» Exercise:
The expected output is an exact restatement of all the records.

(Extracted records)
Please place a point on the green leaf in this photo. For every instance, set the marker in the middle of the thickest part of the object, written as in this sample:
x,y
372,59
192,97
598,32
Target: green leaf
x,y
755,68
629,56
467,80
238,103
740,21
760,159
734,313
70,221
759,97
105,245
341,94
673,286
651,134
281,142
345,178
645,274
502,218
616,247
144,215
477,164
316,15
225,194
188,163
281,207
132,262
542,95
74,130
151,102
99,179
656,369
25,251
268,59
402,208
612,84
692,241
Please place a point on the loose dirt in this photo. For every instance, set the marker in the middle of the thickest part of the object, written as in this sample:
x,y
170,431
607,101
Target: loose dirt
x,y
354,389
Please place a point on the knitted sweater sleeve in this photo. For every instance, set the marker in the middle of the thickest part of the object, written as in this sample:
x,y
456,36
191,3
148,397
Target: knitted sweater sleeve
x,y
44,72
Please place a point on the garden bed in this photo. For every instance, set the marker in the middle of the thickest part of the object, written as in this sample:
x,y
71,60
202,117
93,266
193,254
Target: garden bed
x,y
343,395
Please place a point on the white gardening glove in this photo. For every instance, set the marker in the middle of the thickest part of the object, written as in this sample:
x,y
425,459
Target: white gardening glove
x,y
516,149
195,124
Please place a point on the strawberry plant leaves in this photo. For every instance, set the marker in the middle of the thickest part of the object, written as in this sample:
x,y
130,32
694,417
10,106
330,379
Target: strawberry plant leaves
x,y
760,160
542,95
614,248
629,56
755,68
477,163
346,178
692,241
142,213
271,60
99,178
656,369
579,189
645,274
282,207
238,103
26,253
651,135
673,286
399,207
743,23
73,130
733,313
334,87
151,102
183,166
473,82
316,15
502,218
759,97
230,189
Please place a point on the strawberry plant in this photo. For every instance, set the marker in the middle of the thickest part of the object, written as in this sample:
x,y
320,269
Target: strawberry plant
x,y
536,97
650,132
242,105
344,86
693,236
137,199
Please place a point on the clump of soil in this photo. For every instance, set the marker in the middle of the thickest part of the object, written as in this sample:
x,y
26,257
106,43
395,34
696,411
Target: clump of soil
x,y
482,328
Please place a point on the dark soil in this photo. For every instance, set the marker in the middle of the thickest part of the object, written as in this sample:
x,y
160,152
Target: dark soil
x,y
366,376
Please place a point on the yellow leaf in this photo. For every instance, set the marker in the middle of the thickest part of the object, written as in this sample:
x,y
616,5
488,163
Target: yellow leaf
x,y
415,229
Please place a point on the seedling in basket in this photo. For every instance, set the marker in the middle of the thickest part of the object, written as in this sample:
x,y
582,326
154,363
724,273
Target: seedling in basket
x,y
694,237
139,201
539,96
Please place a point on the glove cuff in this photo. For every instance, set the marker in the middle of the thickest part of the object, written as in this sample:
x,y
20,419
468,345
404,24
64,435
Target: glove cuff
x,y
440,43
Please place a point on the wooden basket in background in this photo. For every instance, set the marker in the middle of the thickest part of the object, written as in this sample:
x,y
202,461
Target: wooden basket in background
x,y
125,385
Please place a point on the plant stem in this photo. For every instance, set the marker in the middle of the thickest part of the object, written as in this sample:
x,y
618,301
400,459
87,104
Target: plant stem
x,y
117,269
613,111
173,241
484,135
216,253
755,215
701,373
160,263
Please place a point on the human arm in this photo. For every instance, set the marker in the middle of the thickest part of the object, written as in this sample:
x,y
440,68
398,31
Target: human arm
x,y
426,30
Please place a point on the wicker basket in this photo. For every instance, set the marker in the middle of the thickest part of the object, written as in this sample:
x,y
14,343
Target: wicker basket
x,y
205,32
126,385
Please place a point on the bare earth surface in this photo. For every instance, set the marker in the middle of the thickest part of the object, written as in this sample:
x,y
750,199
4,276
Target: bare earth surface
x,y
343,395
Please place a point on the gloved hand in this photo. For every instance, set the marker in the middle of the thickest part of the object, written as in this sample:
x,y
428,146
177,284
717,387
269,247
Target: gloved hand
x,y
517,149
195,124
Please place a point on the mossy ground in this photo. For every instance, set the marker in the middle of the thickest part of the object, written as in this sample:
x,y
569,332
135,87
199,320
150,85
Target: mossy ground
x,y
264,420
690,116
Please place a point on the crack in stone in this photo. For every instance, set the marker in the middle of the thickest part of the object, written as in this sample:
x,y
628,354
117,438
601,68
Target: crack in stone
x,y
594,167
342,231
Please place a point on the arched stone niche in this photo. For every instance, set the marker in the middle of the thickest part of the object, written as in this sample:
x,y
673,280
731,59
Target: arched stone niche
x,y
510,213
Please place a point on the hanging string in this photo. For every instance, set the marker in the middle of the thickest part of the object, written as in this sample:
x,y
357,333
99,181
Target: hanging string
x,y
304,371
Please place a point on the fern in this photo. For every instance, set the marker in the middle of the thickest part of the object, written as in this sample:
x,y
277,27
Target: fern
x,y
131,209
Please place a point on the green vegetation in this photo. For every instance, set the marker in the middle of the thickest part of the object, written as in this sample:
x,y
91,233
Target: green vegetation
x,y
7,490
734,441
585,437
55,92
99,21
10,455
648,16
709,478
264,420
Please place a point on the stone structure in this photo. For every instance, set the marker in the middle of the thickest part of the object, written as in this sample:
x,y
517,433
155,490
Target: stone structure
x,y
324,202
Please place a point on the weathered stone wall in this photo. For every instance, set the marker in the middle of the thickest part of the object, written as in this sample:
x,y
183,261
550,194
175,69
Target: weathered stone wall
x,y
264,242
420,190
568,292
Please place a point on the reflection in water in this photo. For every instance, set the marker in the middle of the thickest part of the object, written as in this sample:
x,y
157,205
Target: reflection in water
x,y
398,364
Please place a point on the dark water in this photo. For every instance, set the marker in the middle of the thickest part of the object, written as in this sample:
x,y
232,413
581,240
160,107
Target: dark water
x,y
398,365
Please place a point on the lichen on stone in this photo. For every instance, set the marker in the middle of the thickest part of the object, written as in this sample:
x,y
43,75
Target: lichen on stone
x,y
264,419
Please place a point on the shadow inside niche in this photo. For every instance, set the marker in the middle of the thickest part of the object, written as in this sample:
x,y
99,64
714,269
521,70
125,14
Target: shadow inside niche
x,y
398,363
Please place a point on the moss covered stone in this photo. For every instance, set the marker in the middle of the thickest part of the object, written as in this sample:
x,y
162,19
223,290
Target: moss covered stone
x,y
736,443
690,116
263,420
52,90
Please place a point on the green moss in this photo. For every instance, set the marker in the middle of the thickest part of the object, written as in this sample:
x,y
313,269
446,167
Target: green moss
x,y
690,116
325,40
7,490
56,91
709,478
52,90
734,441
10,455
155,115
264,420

» Your solution:
Please place a point on the green leaf in this photo. For every instance, set the marker in the middle of the thickest part of the object, written as in this sample:
x,y
372,59
192,97
598,32
Target: green leaf
x,y
755,68
629,56
467,80
238,103
740,21
760,159
734,313
70,221
759,97
105,245
341,94
673,286
651,134
281,142
345,178
645,274
502,218
616,247
144,215
477,164
316,15
225,194
188,163
281,207
132,262
542,95
74,130
151,102
99,179
656,369
25,251
268,59
402,208
612,84
692,241
Please place a point on the loose dirt in this photo. For every instance, set the marker in the middle of the thickest part of the object, written as in this sample:
x,y
170,431
607,101
Target: loose dirt
x,y
354,389
Please place a point on the knitted sweater sleeve in this photo. For every instance, set the marker in the middle of the thickest part of the object, written as in this sample:
x,y
456,36
191,3
148,397
Target: knitted sweater sleeve
x,y
44,72
Please place a point on the garden bed in this photo. For every instance, set the marker in the middle of the thickest part of the object, written as in this sample:
x,y
71,60
202,117
93,266
193,254
Target: garden bed
x,y
343,395
Please place a point on the white gardening glove in this photo. For every instance, set the marker in the middle of the thickest part of the object, written as in this sample:
x,y
425,459
Target: white gardening glove
x,y
516,149
195,124
Please place a point on the strawberry plant leaves in this photo. For every instance, set the marker in the middle of the thickest part of the object, written as in this sample:
x,y
130,32
694,417
10,106
330,379
Target: strawberry plant leaves
x,y
760,160
542,95
614,248
629,56
755,68
477,163
346,178
692,241
142,213
271,60
99,178
656,369
579,189
645,274
282,207
238,103
26,253
651,135
673,286
399,207
743,23
73,130
733,313
334,87
151,102
183,166
473,82
316,15
502,218
759,97
230,189
Please place a point on the strawberry plant in this photo. For every instance, set the marker in the middle of the thickest part of the object, written as in this sample:
x,y
320,269
Target: strawberry plant
x,y
536,97
650,132
242,105
344,86
693,236
137,199
Please place a point on the clump of soil in this photo. For every instance, set the marker in the middle of the thickest part of the object, written as in this sample:
x,y
26,257
106,43
395,34
696,411
Target: clump of soil
x,y
482,328
Please place a point on the dark soil in this photo. For every instance, set the marker in the middle of the thickest part of the object, written as in this sample:
x,y
160,152
Target: dark soil
x,y
366,376
Please place a point on the yellow leaf in this photo. For every instance, set the marker in the middle of the thickest part of the object, written as in this sample:
x,y
616,5
488,163
Target: yellow leaf
x,y
415,229
Please place a point on the seedling in basket in this photo. For every instance, set the marker in the middle of the thickest part of the object, written as in this sample:
x,y
582,326
154,363
724,273
Target: seedling in basket
x,y
694,237
139,201
539,96
Please place a point on the glove cuff in this photo. For every instance, set the marker in the middle of the thickest part of the object, written as in this sample:
x,y
20,419
468,345
404,24
64,435
Target: glove cuff
x,y
440,43
Please place a point on the wooden basket in background in this photo. For every instance, set the marker in the middle of the thickest part of the object, written as in this sample:
x,y
202,461
Target: wooden basket in background
x,y
125,385
Please place a point on the plant stem in this photo. For every instance, set the marker in the middle of the thickest part of the object, written as in this sample:
x,y
618,301
400,459
87,104
Target: plant stem
x,y
117,269
613,111
173,241
484,135
216,253
755,215
701,373
160,263
Please place a point on the human arm in this photo. For every instance, set the marker in the middle of the thickest part of the object, written as in this sample:
x,y
440,68
398,31
Target: human arm
x,y
426,30
Please place a point on the wicker basket in this photo. For every instance, set the marker in the middle of the thickest part of the object, written as in this sample:
x,y
14,343
Target: wicker basket
x,y
205,32
126,385
Please place a point on the bare earth surface in this photo. For every instance, set the marker in the middle of the thickest part of the object, written as in this sample:
x,y
750,199
4,276
Target: bare earth surface
x,y
343,395
Please place a point on the gloved hand in this photo. For every instance, set the marker in the middle of the thickest part of the object, written as in this sample:
x,y
428,146
177,284
717,387
269,247
Target: gloved hand
x,y
517,149
195,124
Please place a point on the mossy ground in this photo. For every instance, set the marker in the middle of the thickest part of the object, written as in this sample:
x,y
569,332
135,87
199,320
150,85
Target: mossy ground
x,y
264,420
690,116
Please place a point on the crack in stone in this photo. For every instance, set the marker in the middle of the thickest part of the object, written as in this sample:
x,y
628,354
117,438
601,68
Target: crack in stone
x,y
594,167
342,231
Please place a point on the arched stone niche in this photo. For every instance, set the marker in the middle of the thickest part of the object, written as in this sample:
x,y
673,280
731,59
Target: arched stone niche
x,y
510,213
Please place a point on the hanging string in this photo. For every instance, set the marker in the middle of the thickest part of the object, written as in this sample:
x,y
357,333
99,181
Target: hanging string
x,y
304,371
Please place a point on the fern in this photo. For every instance, set the marker in the middle of the thickest part of the object, written as in this sample:
x,y
277,27
Target: fern
x,y
131,209
Please place a point on the green vegetation in this photo. For every instance, set the marker in the middle of the thickest part of the object, written as in this sample:
x,y
91,233
Target: green vegetation
x,y
7,490
734,441
585,437
55,92
99,21
10,455
648,16
709,478
264,420
Please place a point on the stone structure in this photo. For every instance, set the marker in the middle of the thickest part of the object, written as in this sample:
x,y
517,433
155,490
Target: stone structure
x,y
324,202
Please place a point on the weathered stone wall in this photo. For every instance, set the marker in the middle of the thickest part of the object, written as in this sample:
x,y
183,261
550,194
175,69
Target: weathered stone wall
x,y
264,242
420,190
568,292
Please place a point on the reflection in water in this photo. For every instance, set the marker in the middle of the thickest part of the object, written as in this sample:
x,y
157,205
Target: reflection in water
x,y
398,364
Please place a point on the dark water in this photo. For every instance, set the marker in the middle of the thickest part of the object, written as in this sample:
x,y
232,413
581,240
160,107
Target: dark water
x,y
398,365
Please place a point on the lichen on stone in this photo. For every instance, set the marker in the middle of the thickest part of the object, written as in this sample:
x,y
43,75
Target: lichen on stone
x,y
264,419
Please place a point on the shadow inside niche in this photo. For every instance, set the marker in the middle of the thickest part of the object, written as in this sample:
x,y
99,64
714,269
521,70
125,14
Target: shadow inside niche
x,y
398,363
Please place a point on the moss covered stone in this photo. For every instance, set the marker in the middle of the thickest part of the object, written as in this sample:
x,y
162,19
223,290
Target: moss covered stone
x,y
736,443
690,116
263,420
52,90
Please place a point on the green moss in this photo. For every instance, set the marker in the middle of the thickest part of the object, written as in this sample:
x,y
313,269
446,167
Target: green moss
x,y
690,116
325,40
7,490
56,91
709,478
52,90
734,441
10,455
155,115
264,420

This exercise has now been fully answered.